> TEXTAUSZUG
━━━━━━━━━━━━━━━━━━━━━━━━━━━━━━

B-VG Art7 Abs1 / Verwaltungsakt
GewO 1973 §1 Abs2
GewO 1973 §5 Z2
GewO 1973 §366 Abs1 Z2

Leitsatz

GewO 1973; unentgeltliche Verabreichung von Getränken im Rahmen der Ausübung des Friseurgewerbes; keine denkunmögliche Auslegung des §1 Abs2

Spruch

Die Beschwerde wird abgewiesen.

Begründung

Entscheidungsgründe:

I. 1. Die Beschwerdeführerin betreibt im Standort Sbg., F-J-Straße 41, das Friseur- und Perückenmachergewerbe.

Mit Straferkenntnis vom 12. April 1979 verhängte der Magistrat Sbg. über die Beschwerdeführerin wegen Verabreichung von Getränken im Rahmen der Ausübung des Friseur- und Perückenmachergewerbes gemäß §366 Abs1 Z2 im Zusammenhalt mit §5 Z2 GewO 1973, BGBl. 50/1974, eine Geldstrafe in der Höhe von S 3.000,-.

Der dagegen erhobenen Berufung wurde vom Landeshauptmann von Sbg. mit Bescheid vom 13. August 1979 keine Folge gegeben.

2. Gegen diesen Bescheid richtet sich die auf Art144 B-VG gestützte Beschwerde an den VfGH, in der die Verletzung des verfassungsgesetzlich gewährleisteten Rechtes auf Gleichheit aller Staatsbürger vor dem Gesetz geltend gemacht und die kostenpflichtige Aufhebung des angefochtenen Bescheides, in eventu die Abtretung der Beschwerde an den VwGH beantragt wird.

II. Der VfGH hat über die - zulässige - Beschwerde erwogen:

1. a) Eine Verletzung des verfassungsgesetzlich gewährleisteten Rechtes auf Gleichheit aller Staatsbürger vor dem Gesetz kann nach der ständigen Rechtsprechung des VfGH (zB VfSlg. 8823/1980) nur vorliegen, wenn der angefochtene Bescheid auf einer dem Gleichheitsgebot widersprechenden Rechtsgrundlage beruht, wenn die Behörde der angewendeten Rechtsvorschrift fälschlicherweise einen gleichheitswidrigen Inhalt unterstellt oder wenn sie bei Erlassung des Bescheides Willkür geübt hat.

━━━━━━━━━━━━━━━━━━━━━━━━━━━━━━

> BEREITGESTELLTE ZEILEN
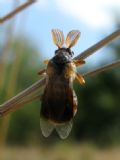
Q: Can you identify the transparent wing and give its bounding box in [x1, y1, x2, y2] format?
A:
[65, 30, 80, 48]
[52, 29, 64, 48]
[55, 121, 72, 139]
[40, 118, 55, 137]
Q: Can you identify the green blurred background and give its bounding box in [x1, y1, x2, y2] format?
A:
[0, 0, 120, 160]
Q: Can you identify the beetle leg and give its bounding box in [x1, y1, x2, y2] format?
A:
[73, 60, 85, 67]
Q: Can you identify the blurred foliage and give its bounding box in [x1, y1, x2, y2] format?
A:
[0, 25, 120, 145]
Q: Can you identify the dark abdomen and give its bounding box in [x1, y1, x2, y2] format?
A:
[41, 79, 74, 123]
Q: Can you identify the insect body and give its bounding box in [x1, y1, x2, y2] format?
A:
[40, 30, 85, 139]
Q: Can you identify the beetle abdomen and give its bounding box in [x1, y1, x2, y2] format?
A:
[41, 81, 74, 123]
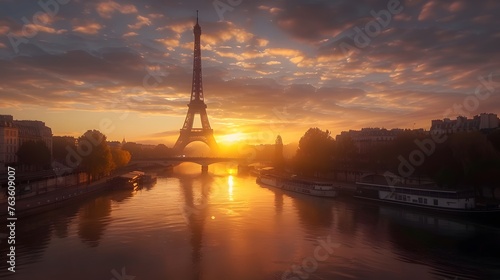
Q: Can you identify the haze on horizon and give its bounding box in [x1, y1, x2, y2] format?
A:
[0, 0, 500, 146]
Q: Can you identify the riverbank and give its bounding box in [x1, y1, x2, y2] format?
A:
[0, 177, 109, 216]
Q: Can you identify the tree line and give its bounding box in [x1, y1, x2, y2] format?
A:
[291, 127, 500, 187]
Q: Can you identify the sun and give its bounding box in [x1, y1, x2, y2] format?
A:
[219, 132, 246, 144]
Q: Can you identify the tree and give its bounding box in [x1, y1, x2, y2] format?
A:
[52, 136, 76, 162]
[294, 127, 335, 175]
[77, 130, 115, 178]
[111, 148, 131, 168]
[17, 140, 50, 169]
[274, 135, 285, 171]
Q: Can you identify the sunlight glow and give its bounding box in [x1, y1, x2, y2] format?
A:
[218, 132, 246, 143]
[227, 175, 234, 201]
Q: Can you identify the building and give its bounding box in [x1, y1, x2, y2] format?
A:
[431, 113, 500, 133]
[0, 115, 19, 172]
[0, 115, 52, 171]
[14, 120, 52, 156]
[336, 128, 406, 154]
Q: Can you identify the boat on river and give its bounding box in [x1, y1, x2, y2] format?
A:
[109, 171, 145, 190]
[256, 173, 338, 197]
[354, 174, 500, 214]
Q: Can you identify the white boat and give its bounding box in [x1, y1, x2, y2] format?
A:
[354, 175, 500, 213]
[257, 174, 337, 197]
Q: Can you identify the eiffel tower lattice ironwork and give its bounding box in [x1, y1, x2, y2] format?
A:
[174, 11, 217, 153]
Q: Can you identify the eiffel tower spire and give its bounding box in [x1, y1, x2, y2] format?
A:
[174, 11, 217, 153]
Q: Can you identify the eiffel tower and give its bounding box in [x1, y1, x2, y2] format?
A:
[174, 11, 217, 154]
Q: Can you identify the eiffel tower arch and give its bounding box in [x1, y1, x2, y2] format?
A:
[174, 11, 217, 154]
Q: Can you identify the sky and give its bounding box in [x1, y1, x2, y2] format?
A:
[0, 0, 500, 146]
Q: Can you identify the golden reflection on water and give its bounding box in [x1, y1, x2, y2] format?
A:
[0, 164, 500, 280]
[227, 175, 234, 201]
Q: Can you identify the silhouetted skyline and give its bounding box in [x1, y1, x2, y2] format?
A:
[0, 0, 500, 146]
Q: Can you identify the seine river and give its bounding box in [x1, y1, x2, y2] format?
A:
[0, 164, 500, 280]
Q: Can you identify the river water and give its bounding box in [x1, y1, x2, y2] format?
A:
[0, 164, 500, 280]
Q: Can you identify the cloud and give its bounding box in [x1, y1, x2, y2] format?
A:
[96, 1, 137, 18]
[73, 21, 103, 35]
[128, 15, 151, 30]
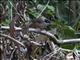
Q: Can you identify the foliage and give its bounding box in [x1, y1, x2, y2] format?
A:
[0, 0, 80, 58]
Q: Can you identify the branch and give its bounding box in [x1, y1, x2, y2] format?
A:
[0, 34, 25, 47]
[1, 26, 80, 44]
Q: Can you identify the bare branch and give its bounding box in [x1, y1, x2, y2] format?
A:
[1, 26, 80, 44]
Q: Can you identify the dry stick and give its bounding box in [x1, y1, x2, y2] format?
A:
[0, 34, 25, 47]
[1, 26, 80, 44]
[37, 0, 50, 18]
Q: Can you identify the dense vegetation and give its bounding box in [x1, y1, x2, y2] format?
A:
[0, 0, 80, 60]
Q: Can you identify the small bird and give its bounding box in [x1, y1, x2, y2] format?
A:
[30, 17, 50, 30]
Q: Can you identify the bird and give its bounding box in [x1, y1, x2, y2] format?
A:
[29, 16, 50, 30]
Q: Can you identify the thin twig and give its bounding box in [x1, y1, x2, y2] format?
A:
[1, 26, 80, 44]
[0, 34, 25, 47]
[37, 0, 50, 18]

━━━━━━━━━━━━━━━━━━━━━━━━━━━━━━

Welche Geldstrafe verhängte der Magistrat Sbg. laut dem Textauszug über die Beschwerdeführerin?

Eine Geldstrafe in der Höhe von S 3.000,-.